[AIM] Rewrite all the records below as a Markdown table with the columns No. and Line. Give every non-blank line its own numbered row.

[SUPPLIED RECORDS]

^^^^

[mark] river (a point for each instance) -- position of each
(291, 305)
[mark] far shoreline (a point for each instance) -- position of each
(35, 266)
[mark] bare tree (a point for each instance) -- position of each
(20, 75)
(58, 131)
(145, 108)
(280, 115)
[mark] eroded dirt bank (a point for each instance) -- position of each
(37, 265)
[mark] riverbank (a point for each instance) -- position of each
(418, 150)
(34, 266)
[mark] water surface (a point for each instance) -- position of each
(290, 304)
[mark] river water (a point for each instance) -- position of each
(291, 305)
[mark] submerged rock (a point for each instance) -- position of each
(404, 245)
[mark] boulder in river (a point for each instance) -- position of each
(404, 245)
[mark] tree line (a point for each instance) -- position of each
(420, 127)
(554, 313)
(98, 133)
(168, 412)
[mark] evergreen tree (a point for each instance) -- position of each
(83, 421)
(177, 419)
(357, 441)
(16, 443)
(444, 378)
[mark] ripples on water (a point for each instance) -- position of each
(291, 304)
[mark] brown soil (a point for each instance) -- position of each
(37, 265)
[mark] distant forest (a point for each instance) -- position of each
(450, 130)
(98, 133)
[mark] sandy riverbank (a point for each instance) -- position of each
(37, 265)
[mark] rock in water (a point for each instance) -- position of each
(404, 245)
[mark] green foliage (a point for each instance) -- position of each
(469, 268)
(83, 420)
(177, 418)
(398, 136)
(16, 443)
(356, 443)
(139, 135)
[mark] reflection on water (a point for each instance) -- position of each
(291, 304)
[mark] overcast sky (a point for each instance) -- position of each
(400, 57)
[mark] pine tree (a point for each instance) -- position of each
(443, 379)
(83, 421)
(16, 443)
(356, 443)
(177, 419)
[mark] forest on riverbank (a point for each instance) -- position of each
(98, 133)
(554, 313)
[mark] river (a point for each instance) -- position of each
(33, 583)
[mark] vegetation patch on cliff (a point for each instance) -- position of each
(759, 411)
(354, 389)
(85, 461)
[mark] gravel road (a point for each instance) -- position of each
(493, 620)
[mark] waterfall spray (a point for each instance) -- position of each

^^^^

[ANSWER TO THE TASK]
| No. | Line |
|---|---|
| 1 | [mark] river (a point for each instance) -- position of each |
| 2 | (291, 305) |
| 3 | [mark] far shoreline (a point for each instance) -- position of each |
| 4 | (35, 266) |
| 5 | [mark] bare tree (a point for each instance) -- position of each |
| 6 | (20, 75) |
| 7 | (58, 131) |
| 8 | (145, 108) |
| 9 | (280, 115) |
| 10 | [mark] eroded dirt bank (a point for each instance) -- position of each |
| 11 | (37, 265) |
| 12 | [mark] riverbank (a point for each instance) -- position of each |
| 13 | (418, 150) |
| 14 | (34, 266) |
| 15 | [mark] water surface (a point for each instance) -- position of each |
| 16 | (290, 304) |
| 17 | [mark] river water (a point for each instance) -- position of each |
| 18 | (291, 305) |
| 19 | [mark] submerged rock (a point for each instance) -- position of each |
| 20 | (404, 245) |
| 21 | [mark] boulder in river (a point for each instance) -- position of each |
| 22 | (404, 245) |
| 23 | [mark] tree line (a point for each instance) -- position of each |
| 24 | (420, 127) |
| 25 | (554, 313) |
| 26 | (98, 133) |
| 27 | (168, 412) |
| 28 | [mark] evergreen tree (a point for each instance) -- position of each |
| 29 | (83, 421) |
| 30 | (177, 419) |
| 31 | (357, 441) |
| 32 | (16, 443) |
| 33 | (444, 378) |
| 34 | [mark] ripples on water (a point for each instance) -- position of each |
| 35 | (291, 304) |
| 36 | [mark] brown soil (a point for each instance) -- position of each |
| 37 | (37, 265) |
| 38 | [mark] distant forest (a point for each instance) -- position of each |
| 39 | (450, 130) |
| 40 | (98, 133) |
| 41 | [mark] sandy riverbank (a point for each instance) -- position of each |
| 42 | (37, 265) |
| 43 | [mark] rock in water (a point for each instance) -- position of each |
| 44 | (404, 245) |
| 45 | [mark] green foliage (a point for each instance) -- position of each |
| 46 | (469, 268) |
| 47 | (83, 420) |
| 48 | (177, 418) |
| 49 | (398, 136) |
| 50 | (16, 443) |
| 51 | (356, 443) |
| 52 | (139, 135) |
| 53 | [mark] reflection on water (a point for each instance) -- position of each |
| 54 | (291, 304) |
| 55 | [mark] overcast sky (a point for each instance) -- position of each |
| 56 | (400, 57) |
| 57 | [mark] pine tree (a point for each instance) -- position of each |
| 58 | (443, 379) |
| 59 | (83, 421) |
| 60 | (16, 443) |
| 61 | (356, 443) |
| 62 | (177, 419) |
| 63 | [mark] forest on riverbank (a point for each instance) -- position of each |
| 64 | (98, 133) |
| 65 | (554, 313) |
| 66 | [mark] river (a point for each instance) -- position of each |
| 67 | (33, 583) |
| 68 | [mark] vegetation patch on cliff (a point for each instance) -- position of each |
| 69 | (759, 411) |
| 70 | (354, 389) |
| 71 | (85, 461) |
| 72 | [mark] gravel road (a point for each instance) -- position of each |
| 73 | (493, 620) |
| 74 | [mark] waterfall spray (a point for each instance) -- position of each |